Set exercise A: From the page on tighter joint Wasserstein ambiguity sets, write out the passage starting with "The authors point" and going on through "to be developed.".
Set exercise B: In the page on tighter joint Wasserstein ambiguity sets, how does the paper build the joint ambiguity radius for the lifted state?

Tighter joint Wasserstein ambiguity sets exploiting dependence

Develop joint ambiguity sets for the lifted system–environment distribution that are tighter than the additive-radius construction \(\rho_y=\rho_x+\rho_z\) by exploiting additional structure or statistical dependence between the system state process and the environment process, while preserving the distributionally robust safety guarantees.

Background

The paper constructs a joint ambiguity radius for the lifted state by summing the system-side and environment-side Wasserstein radii, justified by worst-case coupling and triangle inequality arguments under independence. This leads to a conservative ambiguity set.

The authors point out that leveraging dependence or additional structure between the system and environment could yield tighter (less conservative) ambiguity sets, improving performance without sacrificing robustness. Formal methods to build and certify such refined sets remain to be developed.

Entries:
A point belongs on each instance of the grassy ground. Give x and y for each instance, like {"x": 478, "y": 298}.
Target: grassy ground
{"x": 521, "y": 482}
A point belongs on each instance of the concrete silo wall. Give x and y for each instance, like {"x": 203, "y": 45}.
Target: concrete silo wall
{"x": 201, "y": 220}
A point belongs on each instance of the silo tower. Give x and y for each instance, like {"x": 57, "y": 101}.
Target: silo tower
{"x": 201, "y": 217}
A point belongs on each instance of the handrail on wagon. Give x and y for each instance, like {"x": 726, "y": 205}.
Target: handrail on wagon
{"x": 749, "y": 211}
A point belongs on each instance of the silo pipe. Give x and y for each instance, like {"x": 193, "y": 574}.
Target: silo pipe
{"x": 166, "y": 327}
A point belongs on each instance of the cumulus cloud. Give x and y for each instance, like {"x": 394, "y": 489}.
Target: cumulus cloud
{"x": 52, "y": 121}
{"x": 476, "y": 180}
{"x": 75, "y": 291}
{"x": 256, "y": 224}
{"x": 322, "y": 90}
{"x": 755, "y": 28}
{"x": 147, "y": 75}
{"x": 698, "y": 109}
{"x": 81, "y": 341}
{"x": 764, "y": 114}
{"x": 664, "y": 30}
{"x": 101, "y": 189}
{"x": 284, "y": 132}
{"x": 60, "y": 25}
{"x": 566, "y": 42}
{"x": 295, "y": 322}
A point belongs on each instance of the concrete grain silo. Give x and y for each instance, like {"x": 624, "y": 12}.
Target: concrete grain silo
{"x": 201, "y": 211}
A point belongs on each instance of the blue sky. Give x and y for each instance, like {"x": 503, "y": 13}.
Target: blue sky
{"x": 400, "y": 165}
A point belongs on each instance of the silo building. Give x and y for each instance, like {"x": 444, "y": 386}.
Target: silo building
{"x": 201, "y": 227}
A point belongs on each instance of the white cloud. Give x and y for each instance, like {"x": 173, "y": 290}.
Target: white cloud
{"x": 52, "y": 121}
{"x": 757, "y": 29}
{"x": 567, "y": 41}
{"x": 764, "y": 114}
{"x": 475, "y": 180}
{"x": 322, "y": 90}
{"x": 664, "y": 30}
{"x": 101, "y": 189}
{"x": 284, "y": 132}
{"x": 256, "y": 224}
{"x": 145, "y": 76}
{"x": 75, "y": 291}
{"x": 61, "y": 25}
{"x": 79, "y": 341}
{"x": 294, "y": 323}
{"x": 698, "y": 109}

Final answer A:
The authors point out that leveraging dependence or additional structure between the system and environment could yield tighter (less conservative) ambiguity sets, improving performance without sacrificing robustness. Formal methods to build and certify such refined sets remain to be developed.

Final answer B: It adds the system-side and environment-side Wasserstein radii together.